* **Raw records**
---------------

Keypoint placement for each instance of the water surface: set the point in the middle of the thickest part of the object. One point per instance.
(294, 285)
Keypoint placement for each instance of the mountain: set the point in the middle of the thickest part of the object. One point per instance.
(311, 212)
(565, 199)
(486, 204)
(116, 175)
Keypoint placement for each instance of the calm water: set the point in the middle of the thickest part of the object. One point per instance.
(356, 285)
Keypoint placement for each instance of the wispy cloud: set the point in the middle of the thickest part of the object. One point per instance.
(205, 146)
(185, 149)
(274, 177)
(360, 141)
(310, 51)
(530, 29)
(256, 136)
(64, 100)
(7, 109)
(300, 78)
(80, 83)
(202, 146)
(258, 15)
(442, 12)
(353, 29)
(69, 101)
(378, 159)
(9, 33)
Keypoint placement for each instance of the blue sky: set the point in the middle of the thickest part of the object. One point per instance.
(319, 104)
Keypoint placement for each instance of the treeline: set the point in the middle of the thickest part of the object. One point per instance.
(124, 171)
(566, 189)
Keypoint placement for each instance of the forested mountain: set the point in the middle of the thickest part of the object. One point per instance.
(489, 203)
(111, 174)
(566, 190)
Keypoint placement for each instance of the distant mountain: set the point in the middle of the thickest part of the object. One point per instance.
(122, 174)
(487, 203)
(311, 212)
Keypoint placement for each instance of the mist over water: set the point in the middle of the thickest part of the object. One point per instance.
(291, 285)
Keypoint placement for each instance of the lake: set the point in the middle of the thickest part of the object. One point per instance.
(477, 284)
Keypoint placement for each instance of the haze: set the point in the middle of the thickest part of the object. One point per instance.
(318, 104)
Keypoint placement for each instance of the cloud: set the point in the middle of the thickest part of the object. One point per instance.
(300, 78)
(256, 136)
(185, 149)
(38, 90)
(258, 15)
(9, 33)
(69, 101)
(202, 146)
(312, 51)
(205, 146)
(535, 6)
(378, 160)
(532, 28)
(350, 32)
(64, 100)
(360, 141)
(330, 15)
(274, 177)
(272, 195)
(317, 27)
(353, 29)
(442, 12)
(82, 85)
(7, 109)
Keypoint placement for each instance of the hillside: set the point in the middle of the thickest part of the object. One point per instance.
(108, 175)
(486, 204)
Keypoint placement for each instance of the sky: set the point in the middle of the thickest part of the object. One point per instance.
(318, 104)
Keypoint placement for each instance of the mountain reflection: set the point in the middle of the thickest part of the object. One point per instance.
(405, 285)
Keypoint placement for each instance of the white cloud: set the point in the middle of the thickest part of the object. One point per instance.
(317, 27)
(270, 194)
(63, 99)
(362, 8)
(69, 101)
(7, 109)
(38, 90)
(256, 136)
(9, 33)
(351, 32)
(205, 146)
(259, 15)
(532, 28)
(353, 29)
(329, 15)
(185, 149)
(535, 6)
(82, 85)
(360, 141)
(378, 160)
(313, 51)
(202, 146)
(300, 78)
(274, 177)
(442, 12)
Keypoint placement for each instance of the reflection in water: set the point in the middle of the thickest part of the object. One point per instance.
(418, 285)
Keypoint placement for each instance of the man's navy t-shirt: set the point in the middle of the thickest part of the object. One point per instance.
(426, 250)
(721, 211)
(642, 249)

---------------

* **Work to do**
Rewrite the part of the items that opens with the line containing "Keypoint placement for each instance of the reflection" and runs through the end of the items, swapping "thickest" for "widest" and leaving everything else unchanged.

* **Solution to this exercise**
Keypoint placement for each instance of the reflection in water: set the point in the middle of the widest part of the object. One point per instance.
(418, 285)
Keypoint placement for each instance of the man's navy t-shirt: set the point in the middle of the widest part of the object. One point per instance.
(426, 250)
(721, 211)
(642, 249)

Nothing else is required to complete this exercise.